## START Passage to read

# RDD: Resilient Distributed Dataset

* RDD is the fundamental level of operation for Spark. 
* Its one of the two low level APIs in Spark, the other being Shared variables
* You typically dont need to use this except when looking to do effecient processing that you cannot with High level APIs
* SparkContext is how you summon the RDD functionality in Spark
* RDDs are immutable, partitioned collection of rows that can be operated in parallel

## Things to know

> * [Transformation](http://spark.apache.org/docs/latest/rdd-programming-guide.html#transformations): This is the manipulations you want to do on the Dataset. 
> * [Action](http://spark.apache.org/docs/latest/rdd-programming-guide.html#actions): You use an Action to generate the output
> * <strong>Lazy Evaluation</strong>: Spark accumilates the transformations on a Dataset and evaluates them only when an Action is called

![img](img/RDD.png)
* Credits: image taken from [Transformation process in Apache Spark](https://stackoverflow.com/questions/39311616/transformation-process-in-apache-spark/39313146)

> * <strong>DAG</strong>: Directed Acyclic Graph is the execution plan that Spark generates for processing RDDs 
> * <strong>Partitions</strong>: creating subsets of Data that can be passed to the worker node for faster processing
> * <strong>Shuffle</strong>:  shuffle is a method for re-distributing data so it’s grouped differently across partitions
> * **Spark Job**: Every Action results in a job. Every Job has **stages** and stages are a collection of **tasks**. Task is a transformation of data that will run on a single executor. Tasks are the lowest level of spark execution.
> * **Parllelism**: combination of partitions and nodes. Parallelism defines the speed of your job. If you have one partition but many nodes => the jobs parallelism is 1. If you have many partitions but single node => the jobs parallelism is still 1.

* Flow of a spark job
![img](img/spark-job.png) 
* Image taken from [Understand RDD Operations: Transformations and Actions](https://trongkhoanguyen.com/spark/understand-rdd-operations-transformations-and-actions/) 

> * <strong>Broadcast</strong>: This is when you want to store some data on the executors to make calculations faster 'data locality'. Instead of having map functions request data from Driver node and deserialise before using that in the function its simpler to have the shared variable stored on the executor so the computation is quick. Like braodcasting a lookup table to make processing faster.

## END Passage to read

# Tasks to carry out
(A) In the Spark RDD notes, which two low-level APIs does Spark provide?
(B) Continue the Spark RDD notes from the point where they end.

## START Extracted entries

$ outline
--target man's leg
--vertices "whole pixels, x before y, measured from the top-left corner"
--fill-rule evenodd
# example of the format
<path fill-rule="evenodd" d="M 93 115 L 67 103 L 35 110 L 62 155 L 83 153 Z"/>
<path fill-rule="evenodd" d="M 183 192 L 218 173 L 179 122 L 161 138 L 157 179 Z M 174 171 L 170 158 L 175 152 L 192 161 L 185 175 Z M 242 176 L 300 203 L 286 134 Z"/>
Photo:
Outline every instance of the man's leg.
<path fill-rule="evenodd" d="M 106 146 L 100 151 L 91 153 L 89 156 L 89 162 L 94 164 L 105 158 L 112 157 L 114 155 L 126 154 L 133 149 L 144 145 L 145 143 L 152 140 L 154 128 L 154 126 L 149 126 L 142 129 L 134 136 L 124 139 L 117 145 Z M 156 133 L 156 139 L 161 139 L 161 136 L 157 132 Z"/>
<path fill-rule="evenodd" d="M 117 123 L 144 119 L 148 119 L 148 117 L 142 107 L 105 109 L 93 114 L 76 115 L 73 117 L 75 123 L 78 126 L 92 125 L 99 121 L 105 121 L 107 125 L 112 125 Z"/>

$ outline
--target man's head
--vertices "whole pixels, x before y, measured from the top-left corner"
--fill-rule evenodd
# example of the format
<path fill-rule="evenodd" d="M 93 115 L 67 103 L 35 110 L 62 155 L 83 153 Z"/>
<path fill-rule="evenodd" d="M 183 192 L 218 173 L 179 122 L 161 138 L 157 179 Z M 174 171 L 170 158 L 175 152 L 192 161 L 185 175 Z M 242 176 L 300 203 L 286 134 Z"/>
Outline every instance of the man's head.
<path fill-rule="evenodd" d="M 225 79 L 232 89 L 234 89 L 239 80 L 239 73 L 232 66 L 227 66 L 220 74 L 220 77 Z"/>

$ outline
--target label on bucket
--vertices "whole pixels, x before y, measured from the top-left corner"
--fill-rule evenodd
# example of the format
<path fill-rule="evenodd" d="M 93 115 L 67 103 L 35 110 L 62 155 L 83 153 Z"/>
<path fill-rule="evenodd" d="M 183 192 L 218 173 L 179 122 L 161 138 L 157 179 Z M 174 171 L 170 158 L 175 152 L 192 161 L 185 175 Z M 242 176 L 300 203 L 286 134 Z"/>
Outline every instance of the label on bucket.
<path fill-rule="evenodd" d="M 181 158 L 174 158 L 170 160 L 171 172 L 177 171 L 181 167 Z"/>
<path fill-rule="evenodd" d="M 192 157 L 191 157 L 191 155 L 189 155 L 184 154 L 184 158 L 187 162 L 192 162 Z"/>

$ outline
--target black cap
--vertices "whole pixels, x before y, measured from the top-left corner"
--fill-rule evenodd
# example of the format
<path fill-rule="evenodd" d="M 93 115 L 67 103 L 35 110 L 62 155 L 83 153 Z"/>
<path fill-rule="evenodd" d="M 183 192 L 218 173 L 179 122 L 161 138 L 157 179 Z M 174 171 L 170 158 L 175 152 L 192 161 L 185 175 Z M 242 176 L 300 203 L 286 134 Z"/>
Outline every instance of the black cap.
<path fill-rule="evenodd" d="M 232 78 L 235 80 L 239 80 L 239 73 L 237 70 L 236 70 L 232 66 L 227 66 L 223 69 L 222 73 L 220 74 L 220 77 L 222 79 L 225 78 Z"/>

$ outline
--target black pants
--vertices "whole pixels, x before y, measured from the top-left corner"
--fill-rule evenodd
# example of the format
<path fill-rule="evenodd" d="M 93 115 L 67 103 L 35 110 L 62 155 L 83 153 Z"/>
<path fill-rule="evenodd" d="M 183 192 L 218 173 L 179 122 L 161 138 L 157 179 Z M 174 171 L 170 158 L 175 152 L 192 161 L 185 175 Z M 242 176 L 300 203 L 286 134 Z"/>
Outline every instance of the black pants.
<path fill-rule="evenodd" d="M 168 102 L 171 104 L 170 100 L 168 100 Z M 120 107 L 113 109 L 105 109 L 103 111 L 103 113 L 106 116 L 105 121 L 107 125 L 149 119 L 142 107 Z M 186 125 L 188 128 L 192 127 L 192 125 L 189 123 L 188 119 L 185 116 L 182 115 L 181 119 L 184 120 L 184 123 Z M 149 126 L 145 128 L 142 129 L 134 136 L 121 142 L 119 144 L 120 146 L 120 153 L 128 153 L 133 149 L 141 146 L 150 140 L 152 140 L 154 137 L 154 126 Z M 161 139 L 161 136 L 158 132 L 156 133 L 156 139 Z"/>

## END Extracted entries

# Expected outputs
(A) RDDs and shared variables.

(B)
> * <strong>Accumilators</strong>: This is used to update values inside transformations and bring it to the driver. Typical use case like summing a value and propagating it to the driver for debugging.

In [None]:
from pyspark import SparkContext
sc = SparkContext(master="local[3]")

In [None]:
rdd1 = sc.parallelize(range(10),2)

In [None]:
rdd1

In [None]:
print("Number of partitions: {}".format(rdd1.getNumPartitions()))
print("Partitioner: {}".format(rdd1.partitioner))
print("Partitions structure: {}".format(rdd1.glom().collect()))

In [None]:
rdd2 = rdd1.map(lambda x: x*x).collect()

In [None]:
rdd2

### Spark UI
* localhost:4040

In [None]:
words = ['Data','is','fun',"Waterloo Data Science Meetup"]

In [None]:
wordsRDD = sc.parallelize(words)

In [None]:
flat = wordsRDD.map(lambda wordsRDD: wordsRDD.split(' '))

In [None]:
print(flat.collect())

In [None]:
wordsRDD.reduce(lambda w,v: w if len(w) < len(v) else v)

In [None]:
rdd1.getNumPartitions()

In [None]:
rdd1.min()

In [None]:
rdd1.max()

In [None]:
rdd1.take(3)

In [None]:
rdd1.collect()

### RDDs can also do Stats

In [None]:
rdd1.mean()
rdd1.sum()
rdd1.stdev()
rdd1.variance()
rdd1.stats()

In [None]:
data = [('AWS', 1),  ('GCP', 3), ('OpenStack', 4),('AZURE', 2), ('Oracle', 5), ('OnPrem', 6)]

In [None]:
sc.parallelize(data)

In [None]:
sc.parallelize(data).sortByKey(True, 1).collect()